- **YOUR GOAL**
Go through the listing and copy every line word for word.

[Collected data entries]

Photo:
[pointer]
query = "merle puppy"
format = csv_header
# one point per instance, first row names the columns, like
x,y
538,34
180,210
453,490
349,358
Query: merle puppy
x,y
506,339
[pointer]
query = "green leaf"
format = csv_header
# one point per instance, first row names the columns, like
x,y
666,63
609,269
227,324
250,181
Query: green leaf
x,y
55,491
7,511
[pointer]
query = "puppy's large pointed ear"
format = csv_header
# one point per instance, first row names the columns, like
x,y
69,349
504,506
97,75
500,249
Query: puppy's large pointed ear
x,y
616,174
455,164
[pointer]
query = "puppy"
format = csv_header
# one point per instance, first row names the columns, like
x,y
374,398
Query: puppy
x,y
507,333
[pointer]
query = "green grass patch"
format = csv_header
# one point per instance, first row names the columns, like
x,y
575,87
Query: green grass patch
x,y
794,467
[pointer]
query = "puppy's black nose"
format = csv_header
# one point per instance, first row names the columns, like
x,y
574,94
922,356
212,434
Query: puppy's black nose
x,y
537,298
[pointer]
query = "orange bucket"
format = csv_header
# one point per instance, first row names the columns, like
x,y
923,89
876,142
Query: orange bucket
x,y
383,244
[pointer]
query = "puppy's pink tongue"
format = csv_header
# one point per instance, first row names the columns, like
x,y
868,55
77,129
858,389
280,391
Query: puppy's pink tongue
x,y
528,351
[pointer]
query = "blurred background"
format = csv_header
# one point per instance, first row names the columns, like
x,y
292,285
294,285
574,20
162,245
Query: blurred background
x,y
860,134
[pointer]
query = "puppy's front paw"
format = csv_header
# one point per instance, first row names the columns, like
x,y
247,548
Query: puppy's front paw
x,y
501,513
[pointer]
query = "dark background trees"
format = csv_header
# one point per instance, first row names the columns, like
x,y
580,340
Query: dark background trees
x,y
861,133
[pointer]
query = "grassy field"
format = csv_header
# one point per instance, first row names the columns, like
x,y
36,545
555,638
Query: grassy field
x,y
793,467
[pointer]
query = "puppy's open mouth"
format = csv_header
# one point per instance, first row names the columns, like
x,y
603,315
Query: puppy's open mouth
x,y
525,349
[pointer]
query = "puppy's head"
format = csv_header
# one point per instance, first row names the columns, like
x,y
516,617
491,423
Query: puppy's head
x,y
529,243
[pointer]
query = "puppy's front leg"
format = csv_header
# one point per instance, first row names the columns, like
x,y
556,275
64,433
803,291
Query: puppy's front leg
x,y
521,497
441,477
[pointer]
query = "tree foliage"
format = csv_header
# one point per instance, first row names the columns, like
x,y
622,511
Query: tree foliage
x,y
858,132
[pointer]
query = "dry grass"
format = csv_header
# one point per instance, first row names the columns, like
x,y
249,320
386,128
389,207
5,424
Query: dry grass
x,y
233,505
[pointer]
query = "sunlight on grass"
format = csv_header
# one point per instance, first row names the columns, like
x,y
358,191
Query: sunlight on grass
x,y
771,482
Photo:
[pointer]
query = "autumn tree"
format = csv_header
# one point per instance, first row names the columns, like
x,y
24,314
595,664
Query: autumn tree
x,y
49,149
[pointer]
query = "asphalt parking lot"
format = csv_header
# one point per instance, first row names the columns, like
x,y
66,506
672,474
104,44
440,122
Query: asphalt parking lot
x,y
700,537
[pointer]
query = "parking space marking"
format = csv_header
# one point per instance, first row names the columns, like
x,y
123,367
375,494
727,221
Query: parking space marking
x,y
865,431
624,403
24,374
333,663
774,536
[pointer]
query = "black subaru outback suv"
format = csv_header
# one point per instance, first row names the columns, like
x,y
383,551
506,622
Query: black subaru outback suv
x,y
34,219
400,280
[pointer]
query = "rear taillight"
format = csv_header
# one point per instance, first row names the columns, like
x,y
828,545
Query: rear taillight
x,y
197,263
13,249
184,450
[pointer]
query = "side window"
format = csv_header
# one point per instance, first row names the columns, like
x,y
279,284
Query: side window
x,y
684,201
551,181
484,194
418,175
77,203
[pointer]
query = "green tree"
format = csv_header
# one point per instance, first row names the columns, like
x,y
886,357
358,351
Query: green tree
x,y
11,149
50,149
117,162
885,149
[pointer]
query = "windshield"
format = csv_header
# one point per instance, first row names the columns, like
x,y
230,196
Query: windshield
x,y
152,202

- **FINISHED TASK**
Photo:
[pointer]
query = "merle puppy"
format = csv_header
# one point per instance, first row names the columns, like
x,y
538,34
180,210
453,490
349,358
Query: merle puppy
x,y
506,339
[pointer]
query = "green leaf"
format = csv_header
# one point per instance, first row names the columns, like
x,y
666,63
609,269
227,324
250,181
Query: green leaf
x,y
55,491
7,511
[pointer]
query = "puppy's large pointed ear"
format = csv_header
# one point per instance, first row names the columns, like
x,y
69,349
504,506
97,75
500,249
Query: puppy's large pointed ear
x,y
616,174
455,164
[pointer]
query = "puppy"
format = csv_header
# one point per instance, first row names the columns, like
x,y
374,398
Query: puppy
x,y
507,333
[pointer]
query = "green grass patch"
format = csv_header
# one point per instance, first row names the columns, like
x,y
575,87
Query: green grass patch
x,y
794,467
[pointer]
query = "puppy's black nose"
format = csv_header
# one point per instance, first row names the columns, like
x,y
574,94
922,356
212,434
Query: puppy's black nose
x,y
537,298
[pointer]
query = "orange bucket"
format = csv_header
# one point per instance, first row names the columns, like
x,y
923,89
876,142
Query: orange bucket
x,y
383,244
[pointer]
query = "puppy's pink tongue"
format = csv_header
# one point per instance, first row names the columns, like
x,y
868,55
77,129
858,389
280,391
Query: puppy's pink tongue
x,y
528,351
[pointer]
query = "blurred background"
format = csv_header
# one point per instance, first row names the columns, like
x,y
292,285
294,285
574,20
162,245
Query: blurred background
x,y
860,134
[pointer]
query = "puppy's front paw"
format = csv_header
# one point per instance, first row names the columns, like
x,y
247,548
Query: puppy's front paw
x,y
501,513
[pointer]
query = "dark background trees"
format = csv_header
# one point per instance, first row names the columns, like
x,y
580,340
Query: dark background trees
x,y
861,133
[pointer]
query = "grassy field"
format = csv_header
# one point per instance, first row names the columns, like
x,y
36,545
555,638
Query: grassy field
x,y
793,467
[pointer]
query = "puppy's open mouth"
format = csv_header
# one point per instance, first row names the columns, like
x,y
603,315
Query: puppy's open mouth
x,y
525,349
[pointer]
query = "puppy's head"
format = csv_header
# one point per instance, first row names the columns, like
x,y
516,617
491,423
Query: puppy's head
x,y
529,243
[pointer]
query = "puppy's front leg"
format = csv_header
# one point per instance, first row names the columns, like
x,y
556,275
64,433
803,291
Query: puppy's front leg
x,y
521,497
441,477
[pointer]
query = "tree foliage"
format = csv_header
# one point per instance, first row names the columns, like
x,y
622,511
Query: tree foliage
x,y
858,132
[pointer]
query = "dry grass"
format = csv_header
# one point per instance, first row names the columns, like
x,y
249,320
386,128
389,207
5,424
Query: dry grass
x,y
233,505
[pointer]
query = "sunlight on grass"
format = csv_header
# one point per instance, first row names the columns, like
x,y
358,191
Query: sunlight on grass
x,y
771,482
Photo:
[pointer]
query = "autumn tree"
format = csv_header
# one point per instance, first row names the columns, like
x,y
24,314
595,664
Query: autumn tree
x,y
49,149
[pointer]
query = "asphalt parking lot"
format = csv_header
# one point per instance, first row names the columns, like
x,y
66,506
672,474
104,44
440,122
Query: asphalt parking lot
x,y
700,537
[pointer]
query = "parking space marking"
format = csv_header
# one point per instance, first row names the columns, like
x,y
123,367
375,494
727,221
Query: parking space marking
x,y
865,431
624,403
24,374
333,663
774,536
[pointer]
query = "black subaru outback suv"
format = csv_header
# one point per instance, first row names the columns, like
x,y
383,551
506,622
Query: black subaru outback suv
x,y
34,219
400,280
[pointer]
query = "rear taillight"
format = csv_header
# one point per instance, first row names the columns, like
x,y
828,545
Query: rear taillight
x,y
197,263
13,249
184,450
[pointer]
query = "side window"
format = csv_header
# one point per instance, first row names the columns, like
x,y
279,284
Query: side window
x,y
684,201
551,181
484,194
418,175
77,203
[pointer]
query = "green tree"
format = csv_header
# one point per instance, first row names the columns, like
x,y
886,357
358,351
Query: green tree
x,y
11,149
50,149
117,162
885,149
[pointer]
query = "windshield"
format = csv_header
# one point per instance, first row names the columns, like
x,y
230,196
Query: windshield
x,y
152,202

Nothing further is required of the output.